■ WHAT IS ASKED ■
Can you revise the shrine passage, starting with "According to William" and going on through "Masters (see below).", changing "red plush" to "blue velvet"?

## start PROVIDED TEXT

According to William Q. Judge's description its doors were painted black and varnished, and its interior was lined with common red plush. In its interior, on the bottom shelf, there was a tibetan prayer wheel, and also a picture of Master K.H. with a fur cap on.[1] A. P. Sinnett states that there were "two small portraits she possessed of the Mahatmas, and some other trifles associated with them in her imagination".[2] There was also a china tray that Mme. Coulomb accidentally broke in opening the shrine for General Morgan, but that was restored by one of the Masters (see below).

## end PROVIDED TEXT
## start DATASET CONTENT

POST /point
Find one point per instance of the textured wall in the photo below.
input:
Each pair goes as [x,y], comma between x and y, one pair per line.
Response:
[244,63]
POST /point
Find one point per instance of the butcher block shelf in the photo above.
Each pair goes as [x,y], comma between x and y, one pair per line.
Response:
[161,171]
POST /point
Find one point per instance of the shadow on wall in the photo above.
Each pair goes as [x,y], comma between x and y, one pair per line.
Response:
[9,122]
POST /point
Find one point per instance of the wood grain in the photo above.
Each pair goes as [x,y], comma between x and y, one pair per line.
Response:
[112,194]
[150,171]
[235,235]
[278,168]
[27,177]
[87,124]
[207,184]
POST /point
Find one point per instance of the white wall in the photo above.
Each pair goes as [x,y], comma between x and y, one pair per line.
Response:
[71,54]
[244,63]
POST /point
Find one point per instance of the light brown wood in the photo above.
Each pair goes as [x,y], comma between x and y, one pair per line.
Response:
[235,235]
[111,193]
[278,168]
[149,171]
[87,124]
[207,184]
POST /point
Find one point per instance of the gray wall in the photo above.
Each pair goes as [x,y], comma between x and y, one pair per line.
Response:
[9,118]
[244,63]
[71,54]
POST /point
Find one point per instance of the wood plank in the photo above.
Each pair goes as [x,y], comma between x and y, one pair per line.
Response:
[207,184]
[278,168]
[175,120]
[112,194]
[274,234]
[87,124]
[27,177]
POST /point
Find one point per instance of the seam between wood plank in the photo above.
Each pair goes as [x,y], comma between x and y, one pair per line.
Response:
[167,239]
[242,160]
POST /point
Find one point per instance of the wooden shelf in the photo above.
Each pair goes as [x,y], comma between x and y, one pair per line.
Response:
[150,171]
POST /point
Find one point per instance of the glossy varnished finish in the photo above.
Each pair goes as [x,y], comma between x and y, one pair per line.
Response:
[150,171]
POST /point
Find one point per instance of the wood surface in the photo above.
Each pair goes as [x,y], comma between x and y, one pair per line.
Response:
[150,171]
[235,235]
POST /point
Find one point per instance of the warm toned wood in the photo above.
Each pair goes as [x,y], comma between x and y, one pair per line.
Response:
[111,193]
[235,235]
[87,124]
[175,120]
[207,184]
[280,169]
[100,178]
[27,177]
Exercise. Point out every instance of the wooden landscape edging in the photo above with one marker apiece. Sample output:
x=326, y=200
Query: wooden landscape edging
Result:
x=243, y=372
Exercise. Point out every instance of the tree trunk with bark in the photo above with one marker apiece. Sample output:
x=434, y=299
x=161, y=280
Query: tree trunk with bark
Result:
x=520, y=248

## end DATASET CONTENT

■ WORKED ANSWER ■
According to William Q. Judge's description its doors were painted black and varnished, and its interior was lined with common blue velvet. In its interior, on the bottom shelf, there was a tibetan prayer wheel, and also a picture of Master K.H. with a fur cap on.[1] A. P. Sinnett states that there were "two small portraits she possessed of the Mahatmas, and some other trifles associated with them in her imagination".[2] There was also a china tray that Mme. Coulomb accidentally broke in opening the shrine for General Morgan, but that was restored by one of the Masters (see below).